*What you need to do*. Omit the pictures and return exactly the stretch of the material below from the line with "-- select a point on the tree, one" through the line with "-- select a point on the deer".

*Material supplied*.
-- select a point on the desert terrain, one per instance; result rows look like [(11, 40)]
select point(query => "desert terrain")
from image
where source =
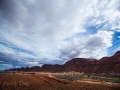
[(50, 81)]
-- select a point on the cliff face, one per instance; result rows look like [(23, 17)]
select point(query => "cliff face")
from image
[(104, 65)]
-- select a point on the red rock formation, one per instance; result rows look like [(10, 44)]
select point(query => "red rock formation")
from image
[(108, 65)]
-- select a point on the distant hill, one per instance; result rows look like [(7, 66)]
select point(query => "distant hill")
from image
[(106, 65)]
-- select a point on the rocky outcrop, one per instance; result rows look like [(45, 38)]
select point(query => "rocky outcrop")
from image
[(106, 65)]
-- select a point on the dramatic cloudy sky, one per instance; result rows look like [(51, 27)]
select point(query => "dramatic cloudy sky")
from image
[(34, 32)]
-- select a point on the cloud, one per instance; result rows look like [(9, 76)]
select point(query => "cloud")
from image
[(54, 31)]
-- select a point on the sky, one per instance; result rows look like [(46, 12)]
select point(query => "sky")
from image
[(36, 32)]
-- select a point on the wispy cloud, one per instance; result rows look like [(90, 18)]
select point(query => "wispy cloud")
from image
[(55, 31)]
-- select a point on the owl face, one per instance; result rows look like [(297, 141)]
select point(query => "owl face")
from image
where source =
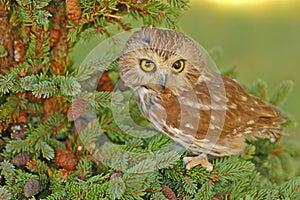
[(160, 59)]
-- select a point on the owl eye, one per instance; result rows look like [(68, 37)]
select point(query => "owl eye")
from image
[(178, 66), (147, 65)]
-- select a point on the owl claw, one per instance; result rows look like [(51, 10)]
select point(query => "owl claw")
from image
[(201, 159)]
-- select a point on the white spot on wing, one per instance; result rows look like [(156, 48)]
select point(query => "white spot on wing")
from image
[(244, 98), (233, 106), (251, 122), (189, 126), (213, 117), (216, 98)]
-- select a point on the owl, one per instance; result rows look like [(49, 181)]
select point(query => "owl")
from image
[(203, 111)]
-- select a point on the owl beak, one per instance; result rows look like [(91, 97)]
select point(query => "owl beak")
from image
[(163, 80)]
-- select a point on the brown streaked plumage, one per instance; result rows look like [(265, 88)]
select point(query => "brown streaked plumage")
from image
[(203, 111)]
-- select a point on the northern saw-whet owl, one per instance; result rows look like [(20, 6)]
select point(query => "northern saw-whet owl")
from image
[(203, 111)]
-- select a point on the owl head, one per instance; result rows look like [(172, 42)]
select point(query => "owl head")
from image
[(160, 59)]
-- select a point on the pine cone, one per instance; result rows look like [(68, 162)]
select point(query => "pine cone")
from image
[(65, 159)]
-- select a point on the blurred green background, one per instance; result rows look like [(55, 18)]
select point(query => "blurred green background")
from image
[(260, 38)]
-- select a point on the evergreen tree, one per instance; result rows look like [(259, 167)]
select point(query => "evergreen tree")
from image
[(52, 121)]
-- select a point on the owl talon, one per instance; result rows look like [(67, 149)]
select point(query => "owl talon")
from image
[(201, 159)]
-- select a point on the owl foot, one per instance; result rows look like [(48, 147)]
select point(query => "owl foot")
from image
[(201, 159)]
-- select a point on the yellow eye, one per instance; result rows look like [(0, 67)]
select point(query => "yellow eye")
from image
[(178, 66), (147, 65)]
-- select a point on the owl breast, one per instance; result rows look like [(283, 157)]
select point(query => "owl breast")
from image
[(179, 117)]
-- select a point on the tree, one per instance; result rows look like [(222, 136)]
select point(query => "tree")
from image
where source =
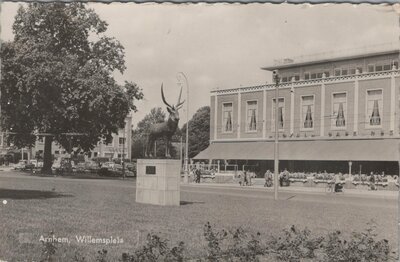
[(199, 131), (139, 135), (57, 79)]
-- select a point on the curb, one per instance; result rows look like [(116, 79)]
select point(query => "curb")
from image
[(352, 192)]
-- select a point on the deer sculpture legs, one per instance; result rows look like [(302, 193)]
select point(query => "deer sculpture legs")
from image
[(165, 129), (150, 147)]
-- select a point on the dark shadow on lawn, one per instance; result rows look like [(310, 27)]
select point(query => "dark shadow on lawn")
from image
[(29, 194), (183, 203)]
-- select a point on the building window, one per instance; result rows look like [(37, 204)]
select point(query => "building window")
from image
[(371, 68), (227, 109), (339, 110), (281, 114), (374, 107), (386, 67), (251, 119), (307, 111)]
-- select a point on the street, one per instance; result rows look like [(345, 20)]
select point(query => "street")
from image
[(68, 206)]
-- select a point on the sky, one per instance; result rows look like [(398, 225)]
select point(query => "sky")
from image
[(221, 46)]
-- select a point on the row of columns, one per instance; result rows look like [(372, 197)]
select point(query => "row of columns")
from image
[(322, 118)]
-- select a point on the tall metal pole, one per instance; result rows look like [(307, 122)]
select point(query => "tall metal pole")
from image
[(186, 179), (276, 147), (123, 153)]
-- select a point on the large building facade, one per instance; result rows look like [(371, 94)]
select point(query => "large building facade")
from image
[(339, 113)]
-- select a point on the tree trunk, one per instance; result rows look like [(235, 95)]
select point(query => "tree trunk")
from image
[(47, 161)]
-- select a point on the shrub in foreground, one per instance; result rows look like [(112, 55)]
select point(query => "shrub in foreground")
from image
[(292, 244)]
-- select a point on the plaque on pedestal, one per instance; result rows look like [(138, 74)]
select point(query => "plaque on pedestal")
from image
[(158, 182)]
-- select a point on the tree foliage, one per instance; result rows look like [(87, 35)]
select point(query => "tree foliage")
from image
[(199, 131), (57, 78)]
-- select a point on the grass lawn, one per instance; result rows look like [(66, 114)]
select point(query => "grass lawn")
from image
[(105, 208)]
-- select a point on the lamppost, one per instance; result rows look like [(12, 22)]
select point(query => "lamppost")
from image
[(123, 153), (180, 76), (276, 145)]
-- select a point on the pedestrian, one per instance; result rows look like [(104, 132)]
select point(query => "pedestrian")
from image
[(338, 185), (198, 175), (245, 178), (372, 181), (268, 178)]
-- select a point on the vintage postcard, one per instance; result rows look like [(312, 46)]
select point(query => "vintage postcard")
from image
[(199, 132)]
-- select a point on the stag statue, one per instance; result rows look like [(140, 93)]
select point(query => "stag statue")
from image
[(166, 129)]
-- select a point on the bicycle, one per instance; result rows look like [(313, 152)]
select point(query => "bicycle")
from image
[(330, 187)]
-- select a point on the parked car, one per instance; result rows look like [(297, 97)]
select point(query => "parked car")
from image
[(34, 162), (92, 167), (108, 165), (20, 165)]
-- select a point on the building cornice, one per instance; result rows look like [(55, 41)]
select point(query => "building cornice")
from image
[(293, 139), (313, 82)]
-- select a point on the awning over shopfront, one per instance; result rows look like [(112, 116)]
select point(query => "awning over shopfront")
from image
[(321, 150)]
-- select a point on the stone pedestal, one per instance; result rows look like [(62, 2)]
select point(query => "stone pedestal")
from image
[(158, 182)]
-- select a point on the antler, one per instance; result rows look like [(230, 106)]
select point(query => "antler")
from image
[(179, 104), (163, 98)]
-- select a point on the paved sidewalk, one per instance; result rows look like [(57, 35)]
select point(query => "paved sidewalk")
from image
[(312, 190)]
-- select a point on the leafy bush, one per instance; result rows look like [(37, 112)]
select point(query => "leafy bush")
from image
[(295, 244), (156, 249), (292, 245)]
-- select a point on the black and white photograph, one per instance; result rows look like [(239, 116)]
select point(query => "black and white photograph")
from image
[(199, 132)]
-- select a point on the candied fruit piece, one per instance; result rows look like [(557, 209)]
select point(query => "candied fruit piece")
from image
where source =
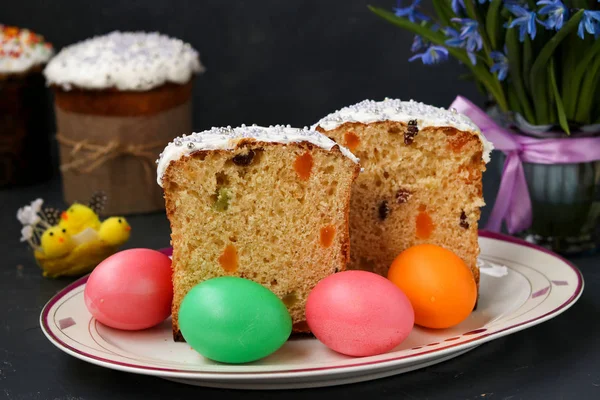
[(229, 259), (327, 235), (303, 166), (463, 220), (290, 299), (351, 140), (458, 141), (424, 225), (411, 132), (402, 196), (222, 199), (383, 210), (243, 159)]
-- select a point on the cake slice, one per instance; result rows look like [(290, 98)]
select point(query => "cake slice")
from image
[(421, 181), (266, 204)]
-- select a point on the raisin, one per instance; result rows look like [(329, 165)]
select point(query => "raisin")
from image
[(424, 225), (411, 132), (383, 211), (402, 196), (351, 140), (243, 159), (463, 220)]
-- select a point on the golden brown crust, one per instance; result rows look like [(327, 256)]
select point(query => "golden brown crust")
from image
[(437, 168), (36, 69), (113, 102)]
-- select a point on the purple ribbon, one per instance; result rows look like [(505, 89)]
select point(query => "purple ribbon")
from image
[(513, 204)]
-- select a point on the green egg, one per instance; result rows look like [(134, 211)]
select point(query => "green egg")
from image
[(233, 320)]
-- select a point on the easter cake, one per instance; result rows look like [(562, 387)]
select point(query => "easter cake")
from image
[(119, 99), (421, 181), (267, 204), (24, 116)]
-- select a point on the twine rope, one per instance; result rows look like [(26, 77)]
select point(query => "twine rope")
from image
[(87, 156)]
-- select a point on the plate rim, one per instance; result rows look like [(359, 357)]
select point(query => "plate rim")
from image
[(307, 372)]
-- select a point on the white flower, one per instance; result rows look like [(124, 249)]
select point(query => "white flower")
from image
[(26, 233), (28, 215)]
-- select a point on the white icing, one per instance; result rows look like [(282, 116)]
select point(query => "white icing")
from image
[(228, 138), (136, 61), (368, 111), (21, 49)]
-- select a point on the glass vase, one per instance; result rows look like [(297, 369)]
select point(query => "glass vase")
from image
[(565, 198)]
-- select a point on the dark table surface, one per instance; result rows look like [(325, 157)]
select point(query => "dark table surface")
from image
[(559, 359)]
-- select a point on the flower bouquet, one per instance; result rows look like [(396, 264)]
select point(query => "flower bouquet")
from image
[(538, 63)]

*Answer box*.
-- select a point on the tree, one per instance; result rows look like [(222, 136)]
select point(query => "tree")
from image
where source =
[(199, 131), (139, 135), (57, 79)]
-- select a point on the curb, one per instance; result rows look like [(116, 79)]
select point(query => "curb")
from image
[(352, 192)]
-- select a point on the deer sculpture legs, one per instance; result rows look like [(302, 193)]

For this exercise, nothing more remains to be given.